- **Exercise aim**: Copy every one of the rows below word for word, with each line unchanged.

Excerpts of pointing data
** BEGIN **

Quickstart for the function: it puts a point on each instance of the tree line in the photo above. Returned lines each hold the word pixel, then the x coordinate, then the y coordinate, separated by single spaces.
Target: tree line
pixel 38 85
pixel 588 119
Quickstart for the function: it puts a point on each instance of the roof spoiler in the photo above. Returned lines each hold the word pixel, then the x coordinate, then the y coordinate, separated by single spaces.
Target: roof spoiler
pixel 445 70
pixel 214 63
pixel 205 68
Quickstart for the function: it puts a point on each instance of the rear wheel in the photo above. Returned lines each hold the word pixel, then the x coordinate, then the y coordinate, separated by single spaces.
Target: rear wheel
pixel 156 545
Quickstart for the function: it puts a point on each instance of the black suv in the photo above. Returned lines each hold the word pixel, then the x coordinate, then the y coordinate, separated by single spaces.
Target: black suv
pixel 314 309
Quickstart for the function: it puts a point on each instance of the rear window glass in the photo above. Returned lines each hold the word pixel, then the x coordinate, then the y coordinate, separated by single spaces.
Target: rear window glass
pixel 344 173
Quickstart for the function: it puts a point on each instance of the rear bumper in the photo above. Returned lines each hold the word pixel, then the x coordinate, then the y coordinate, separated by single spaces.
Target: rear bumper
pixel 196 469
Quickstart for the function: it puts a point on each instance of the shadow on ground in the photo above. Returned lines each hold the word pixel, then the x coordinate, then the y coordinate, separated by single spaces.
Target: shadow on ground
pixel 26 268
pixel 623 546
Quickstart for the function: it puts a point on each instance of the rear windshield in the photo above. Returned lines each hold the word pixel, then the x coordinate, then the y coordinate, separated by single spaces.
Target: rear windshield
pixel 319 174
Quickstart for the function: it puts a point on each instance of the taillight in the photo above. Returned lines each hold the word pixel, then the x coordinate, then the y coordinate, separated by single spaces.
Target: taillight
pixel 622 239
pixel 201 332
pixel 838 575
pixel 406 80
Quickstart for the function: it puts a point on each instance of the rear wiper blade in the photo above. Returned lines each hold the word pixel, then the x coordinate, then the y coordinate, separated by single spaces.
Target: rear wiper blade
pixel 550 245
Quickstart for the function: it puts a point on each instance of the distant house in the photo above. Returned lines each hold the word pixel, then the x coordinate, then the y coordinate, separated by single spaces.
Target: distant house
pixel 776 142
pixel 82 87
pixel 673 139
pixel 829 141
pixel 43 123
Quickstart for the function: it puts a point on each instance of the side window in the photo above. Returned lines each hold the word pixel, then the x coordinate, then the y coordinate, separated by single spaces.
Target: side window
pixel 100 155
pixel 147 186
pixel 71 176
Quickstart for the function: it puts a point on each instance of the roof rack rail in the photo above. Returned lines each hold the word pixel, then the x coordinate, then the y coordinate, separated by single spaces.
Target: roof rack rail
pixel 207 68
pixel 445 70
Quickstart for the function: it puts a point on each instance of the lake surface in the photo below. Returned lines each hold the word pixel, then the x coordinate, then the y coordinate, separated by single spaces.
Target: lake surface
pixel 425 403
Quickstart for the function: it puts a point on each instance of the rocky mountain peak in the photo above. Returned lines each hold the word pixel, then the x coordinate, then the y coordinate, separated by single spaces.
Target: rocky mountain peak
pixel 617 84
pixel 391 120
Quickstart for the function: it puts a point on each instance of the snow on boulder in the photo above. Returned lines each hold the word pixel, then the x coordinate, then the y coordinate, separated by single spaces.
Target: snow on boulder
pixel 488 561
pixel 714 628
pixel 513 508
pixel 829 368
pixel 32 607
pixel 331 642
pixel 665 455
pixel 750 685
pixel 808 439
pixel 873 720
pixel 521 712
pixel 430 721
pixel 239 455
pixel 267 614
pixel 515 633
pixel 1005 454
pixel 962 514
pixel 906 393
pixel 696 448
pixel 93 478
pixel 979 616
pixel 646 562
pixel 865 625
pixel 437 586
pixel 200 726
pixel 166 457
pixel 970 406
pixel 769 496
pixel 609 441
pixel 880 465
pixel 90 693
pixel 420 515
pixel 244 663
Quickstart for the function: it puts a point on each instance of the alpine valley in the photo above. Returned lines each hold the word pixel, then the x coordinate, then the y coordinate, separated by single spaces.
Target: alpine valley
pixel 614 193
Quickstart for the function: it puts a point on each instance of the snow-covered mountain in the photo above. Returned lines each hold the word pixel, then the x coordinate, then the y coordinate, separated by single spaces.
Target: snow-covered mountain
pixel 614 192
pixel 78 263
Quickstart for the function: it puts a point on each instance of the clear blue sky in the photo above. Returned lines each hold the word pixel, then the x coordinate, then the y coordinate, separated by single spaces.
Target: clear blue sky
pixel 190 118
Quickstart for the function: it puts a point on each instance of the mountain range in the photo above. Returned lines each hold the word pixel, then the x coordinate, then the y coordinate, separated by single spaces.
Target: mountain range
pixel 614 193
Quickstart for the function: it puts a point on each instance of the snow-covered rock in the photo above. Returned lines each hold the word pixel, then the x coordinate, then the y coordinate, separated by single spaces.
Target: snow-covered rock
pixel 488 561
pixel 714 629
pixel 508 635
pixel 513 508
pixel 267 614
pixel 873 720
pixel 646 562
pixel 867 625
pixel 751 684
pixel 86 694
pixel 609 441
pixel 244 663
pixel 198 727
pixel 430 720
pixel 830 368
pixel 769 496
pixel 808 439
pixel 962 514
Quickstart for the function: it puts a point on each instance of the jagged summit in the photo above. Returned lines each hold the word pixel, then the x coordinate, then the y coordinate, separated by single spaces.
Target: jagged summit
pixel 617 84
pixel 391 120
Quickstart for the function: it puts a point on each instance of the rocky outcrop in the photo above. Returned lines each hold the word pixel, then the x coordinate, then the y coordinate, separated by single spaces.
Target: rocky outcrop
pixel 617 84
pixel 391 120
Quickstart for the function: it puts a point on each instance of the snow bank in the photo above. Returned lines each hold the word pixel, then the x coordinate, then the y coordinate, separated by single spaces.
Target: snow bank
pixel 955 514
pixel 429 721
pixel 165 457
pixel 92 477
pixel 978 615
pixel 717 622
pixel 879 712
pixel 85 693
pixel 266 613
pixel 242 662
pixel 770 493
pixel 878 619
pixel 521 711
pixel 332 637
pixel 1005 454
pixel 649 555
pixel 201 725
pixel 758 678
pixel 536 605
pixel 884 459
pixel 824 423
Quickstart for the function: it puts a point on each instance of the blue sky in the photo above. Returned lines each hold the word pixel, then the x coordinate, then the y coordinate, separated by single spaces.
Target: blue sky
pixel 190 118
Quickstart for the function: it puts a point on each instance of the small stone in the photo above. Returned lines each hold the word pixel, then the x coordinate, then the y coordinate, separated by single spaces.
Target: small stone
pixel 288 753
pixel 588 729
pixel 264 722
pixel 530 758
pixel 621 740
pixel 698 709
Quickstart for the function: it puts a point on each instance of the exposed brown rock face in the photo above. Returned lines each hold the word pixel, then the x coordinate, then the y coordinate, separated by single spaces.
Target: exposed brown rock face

** END **

- **Solution to this exercise**:
Quickstart for the function: it puts a point on each instance of the tree line in the photo above. Returned lines each hold the word pixel, then the x coordinate, then the y coordinate, separated by single spaces.
Target: tree line
pixel 38 85
pixel 588 119
Quickstart for the function: it puts a point on each instance of the roof spoiler in the photo above. Returned lines each hold the word pixel, then the x coordinate, then the y coordinate, separated by single spaces.
Target: roof spoiler
pixel 445 70
pixel 214 63
pixel 205 68
Quickstart for the function: it puts a point on each instance of the rear wheel in the photo above. Returned lines each hold the word pixel, then the x coordinate, then the y coordinate, separated by single spaces.
Target: rear wheel
pixel 156 545
Quickstart for the function: it puts a point on each instance of the black suv in the photo above. Returned lines each hold the word pixel, then the x coordinate, then the y coordinate, separated by single spaces.
Target: black suv
pixel 314 309
Quickstart for the function: it puts a point on each instance of the rear window glass in the photo above. Returned lines each hold the word pixel, then the x coordinate, then the y coordinate, separated by single spaces.
Target: rear window glass
pixel 344 173
Quickstart for the function: it puts a point on each instance of the rear bumper in the photo above. Returned lines each hold the word pixel, then the x coordinate, then the y coordinate, separated by single spaces.
Target: rear bumper
pixel 196 469
Quickstart for the function: it puts a point on each instance of the shadow on ground in the photo above. Returned lines each hold the word pixel, then the x coordinate, then the y coordinate, separated by single spaces.
Target: shadow on ground
pixel 26 268
pixel 623 546
Quickstart for the function: it puts a point on each instance of the rear windshield in the photo above. Returned lines each hold the word pixel, then the x coordinate, then the y coordinate, separated by single spaces.
Target: rear windshield
pixel 319 174
Quickstart for the function: it puts a point on each instance of the taillight in the photo above. Returned lines each hold the word pixel, then the x coordinate, then the y coordinate, separated by single spaces.
Target: taillight
pixel 622 239
pixel 201 332
pixel 838 575
pixel 406 80
Quickstart for the function: it puts a point on each instance of the rear wiper blade in the photo above. Returned lines each hold the word pixel, then the x coordinate, then the y coordinate, separated by single spaces.
Target: rear wiper blade
pixel 550 245
Quickstart for the function: it puts a point on each instance of the distant house in the photo above. Returned lines each hold the word pixel, then the x coordinate, then the y coordinate, separated by single spaces.
Target: distant house
pixel 776 142
pixel 82 87
pixel 673 139
pixel 829 141
pixel 43 123
Quickstart for the function: it puts a point on each instance of the side window in the photo above. Returned lines each hold the word pixel, then the x coordinate, then the y coordinate, separated by single spaces.
Target: side window
pixel 100 155
pixel 147 186
pixel 71 176
Quickstart for the function: it puts a point on each instance of the roof rack rail in the photo above. Returned lines each hold the word pixel, then the x coordinate, then the y coordinate, separated by single spaces.
Target: roof rack rail
pixel 207 68
pixel 445 70
Quickstart for the function: it puts a point on each instance of the lake surface in the photo below. Returned lines each hold the word pixel, then the x coordinate, then the y coordinate, separated by single spaces.
Target: lake surface
pixel 425 403
Quickstart for the function: it puts a point on each instance of the rocky mountain peak in the photo above. Returned lines each hold the word pixel, then the x coordinate, then the y coordinate, separated by single spaces.
Target: rocky mountain peak
pixel 617 84
pixel 391 120
Quickstart for the function: it puts a point on each instance of the snow on boulder in the photo above. Returned lines each hold the word pixel, then the x coordinate, then the y coordinate, separated by single spaces.
Target: snow on boulder
pixel 488 561
pixel 714 628
pixel 513 508
pixel 829 368
pixel 32 607
pixel 331 642
pixel 665 455
pixel 750 685
pixel 808 439
pixel 873 720
pixel 521 712
pixel 430 721
pixel 239 455
pixel 267 614
pixel 515 633
pixel 1005 454
pixel 962 514
pixel 906 393
pixel 696 448
pixel 93 478
pixel 979 616
pixel 646 562
pixel 865 625
pixel 437 586
pixel 200 726
pixel 166 457
pixel 970 406
pixel 769 496
pixel 609 441
pixel 880 465
pixel 90 693
pixel 420 515
pixel 244 663
Quickstart for the function: it puts a point on each instance of the alpine valley in the photo above. Returned lines each hold the word pixel, then the x coordinate, then the y coordinate, separated by single spaces.
Target: alpine valley
pixel 614 193
Quickstart for the function: it puts a point on each instance of the snow-covered mountain in the photo above. Returned lines each hold the word pixel, then the x coordinate, then the y coordinate, separated by single spaces.
Target: snow-covered mountain
pixel 614 192
pixel 78 263
Quickstart for the function: it puts a point on each instance of the clear blue sky in the photo above. Returned lines each hold the word pixel, then the x coordinate, then the y coordinate, separated by single spaces.
Target: clear blue sky
pixel 190 118
Quickstart for the function: it puts a point on each instance of the mountain range in the photo above. Returned lines each hold the word pixel, then the x coordinate, then the y coordinate, separated by single spaces.
Target: mountain range
pixel 614 193
Quickstart for the function: it puts a point on each instance of the snow-covered rock in the photo above. Returned lines each hold the word pixel, then the x coordinate, then the y coordinate, separated by single spaces.
Target: snow-covered rock
pixel 488 561
pixel 714 629
pixel 508 635
pixel 513 508
pixel 267 614
pixel 873 720
pixel 646 562
pixel 867 625
pixel 751 684
pixel 86 694
pixel 609 441
pixel 244 663
pixel 198 727
pixel 430 720
pixel 830 368
pixel 769 496
pixel 808 439
pixel 962 514
Quickstart for the function: it puts a point on each instance of the jagged summit in the photo above. Returned lines each hold the word pixel, then the x coordinate, then the y coordinate, separated by single spaces.
Target: jagged summit
pixel 617 84
pixel 391 120
Quickstart for the function: it puts a point on each instance of the rocky outcrop in the photo above. Returned lines each hold the word pixel, then the x coordinate, then the y coordinate, separated by single spaces.
Target: rocky outcrop
pixel 617 84
pixel 391 120
Quickstart for the function: it puts a point on each instance of the snow bank in the photo above. Returned lines each hold the word pixel, then the x coordinate, then the y coordinate, separated by single spaces.
Target: snow bank
pixel 955 514
pixel 429 721
pixel 165 457
pixel 92 477
pixel 978 615
pixel 717 622
pixel 879 712
pixel 85 693
pixel 266 613
pixel 242 662
pixel 770 493
pixel 878 619
pixel 521 711
pixel 332 637
pixel 1005 454
pixel 649 555
pixel 201 725
pixel 758 678
pixel 536 605
pixel 884 459
pixel 824 423
Quickstart for the function: it puts a point on each instance of the blue sky in the photo above. Returned lines each hold the word pixel, then the x coordinate, then the y coordinate, separated by single spaces.
Target: blue sky
pixel 190 118
Quickstart for the function: it puts a point on each instance of the small stone in the photo above. Returned lines each hold the word pixel, then the x coordinate, then the y coordinate, separated by single spaces.
Target: small stone
pixel 288 753
pixel 588 729
pixel 264 722
pixel 530 758
pixel 621 740
pixel 698 709
Quickstart for the function: it puts a point on each instance of the exposed brown rock face in the photo above. Returned lines each hold the word pixel, then the x coordinate, then the y coordinate, separated by single spaces.
Target: exposed brown rock face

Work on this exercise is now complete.